**Requisito**: Riscrivi i record dall'inizio fino alla riga che contiene "point(194, 121)", compresa, con tutte le richieste. Sposta in avanti di 146 ogni coordinata presente nelle risposte.

Record di puntamento:
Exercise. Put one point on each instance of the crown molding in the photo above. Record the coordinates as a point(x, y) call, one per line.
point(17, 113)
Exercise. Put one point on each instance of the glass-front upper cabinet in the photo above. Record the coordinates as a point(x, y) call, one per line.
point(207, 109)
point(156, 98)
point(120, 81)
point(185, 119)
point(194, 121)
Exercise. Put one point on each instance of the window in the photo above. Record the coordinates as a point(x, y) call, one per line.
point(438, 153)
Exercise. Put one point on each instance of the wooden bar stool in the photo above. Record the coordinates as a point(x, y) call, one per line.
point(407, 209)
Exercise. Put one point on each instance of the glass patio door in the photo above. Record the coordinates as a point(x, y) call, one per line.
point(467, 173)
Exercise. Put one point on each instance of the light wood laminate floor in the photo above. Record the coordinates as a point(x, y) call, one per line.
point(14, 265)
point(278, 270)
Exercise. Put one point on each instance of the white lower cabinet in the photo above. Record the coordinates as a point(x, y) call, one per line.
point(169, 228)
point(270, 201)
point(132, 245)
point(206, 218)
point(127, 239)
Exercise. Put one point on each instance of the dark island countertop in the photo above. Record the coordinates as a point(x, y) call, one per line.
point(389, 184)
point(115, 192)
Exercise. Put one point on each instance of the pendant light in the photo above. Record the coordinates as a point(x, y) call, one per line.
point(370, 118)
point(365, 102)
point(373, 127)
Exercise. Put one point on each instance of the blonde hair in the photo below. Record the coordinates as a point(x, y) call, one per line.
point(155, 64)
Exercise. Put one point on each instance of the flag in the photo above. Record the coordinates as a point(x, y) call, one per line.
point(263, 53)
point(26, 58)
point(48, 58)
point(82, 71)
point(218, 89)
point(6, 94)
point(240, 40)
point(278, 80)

**Risposta**:
Exercise. Put one point on each instance of the crown molding in the photo above. Record the coordinates as a point(x, y) call, one per line.
point(163, 259)
Exercise. Put one point on each instance of the glass-front upper cabinet in the photo above. Record the coordinates as a point(x, y) call, one per line.
point(353, 255)
point(302, 244)
point(266, 227)
point(331, 265)
point(340, 267)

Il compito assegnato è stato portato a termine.